- _EXCERPTED RECORDS_:
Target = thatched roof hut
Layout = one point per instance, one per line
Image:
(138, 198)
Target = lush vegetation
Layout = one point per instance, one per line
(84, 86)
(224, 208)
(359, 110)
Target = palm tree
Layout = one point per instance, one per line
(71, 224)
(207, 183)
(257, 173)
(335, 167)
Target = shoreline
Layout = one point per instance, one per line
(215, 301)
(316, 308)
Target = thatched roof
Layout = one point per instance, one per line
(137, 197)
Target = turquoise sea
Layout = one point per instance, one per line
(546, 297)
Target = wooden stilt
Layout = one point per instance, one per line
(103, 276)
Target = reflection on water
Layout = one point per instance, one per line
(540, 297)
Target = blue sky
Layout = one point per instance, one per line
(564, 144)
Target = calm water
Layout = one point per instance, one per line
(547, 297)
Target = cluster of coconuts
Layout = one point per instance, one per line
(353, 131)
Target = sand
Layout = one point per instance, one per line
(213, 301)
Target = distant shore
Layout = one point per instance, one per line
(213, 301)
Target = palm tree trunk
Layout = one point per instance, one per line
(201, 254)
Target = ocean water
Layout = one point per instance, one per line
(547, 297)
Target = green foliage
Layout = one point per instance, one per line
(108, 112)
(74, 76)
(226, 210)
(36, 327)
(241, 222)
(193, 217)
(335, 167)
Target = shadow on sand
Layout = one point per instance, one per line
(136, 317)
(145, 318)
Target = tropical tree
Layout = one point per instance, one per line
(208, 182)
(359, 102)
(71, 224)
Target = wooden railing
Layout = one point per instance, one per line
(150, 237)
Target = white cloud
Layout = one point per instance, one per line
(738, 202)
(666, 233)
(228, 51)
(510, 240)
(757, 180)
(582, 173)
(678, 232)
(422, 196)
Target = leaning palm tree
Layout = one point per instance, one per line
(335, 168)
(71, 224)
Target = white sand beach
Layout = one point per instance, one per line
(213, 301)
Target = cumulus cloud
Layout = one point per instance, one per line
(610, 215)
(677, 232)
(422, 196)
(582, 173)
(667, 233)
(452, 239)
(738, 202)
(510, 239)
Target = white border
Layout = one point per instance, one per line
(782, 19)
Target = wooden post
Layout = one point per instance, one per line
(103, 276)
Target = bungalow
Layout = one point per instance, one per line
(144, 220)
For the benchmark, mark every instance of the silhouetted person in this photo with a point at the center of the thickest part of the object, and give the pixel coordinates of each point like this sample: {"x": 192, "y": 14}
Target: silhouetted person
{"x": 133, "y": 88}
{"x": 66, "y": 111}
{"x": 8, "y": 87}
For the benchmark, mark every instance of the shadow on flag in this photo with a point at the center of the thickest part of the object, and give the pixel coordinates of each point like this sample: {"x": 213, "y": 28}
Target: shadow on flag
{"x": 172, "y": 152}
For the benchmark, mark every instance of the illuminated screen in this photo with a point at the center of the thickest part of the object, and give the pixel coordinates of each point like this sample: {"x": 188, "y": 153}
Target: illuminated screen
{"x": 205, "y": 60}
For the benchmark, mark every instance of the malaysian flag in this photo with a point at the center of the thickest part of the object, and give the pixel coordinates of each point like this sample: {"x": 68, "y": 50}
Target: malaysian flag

- _DESCRIPTION OF THE TASK_: Give back exactly the lines from the one containing "For the benchmark, mark every instance of the shadow" to the end of the material, both ends included.

- _ANSWER TO THIS TASK_:
For the benchmark, mark every instance of the shadow on flag in this photo with a point at the center of the thickest part of the object, and give the pixel coordinates of each point like this sample: {"x": 213, "y": 28}
Target: shadow on flag
{"x": 172, "y": 152}
For the benchmark, mark every instance of the illuminated screen in this photo with a point at the center of the thickest part of the object, and give the pixel coordinates of each point like this sample: {"x": 188, "y": 153}
Target: illuminated screen
{"x": 205, "y": 60}
For the benchmark, mark every instance of the malaysian flag in this photo with a point at the center of the thickest part of the object, and give the pixel coordinates of each point like this sample: {"x": 68, "y": 50}
Target: malaysian flag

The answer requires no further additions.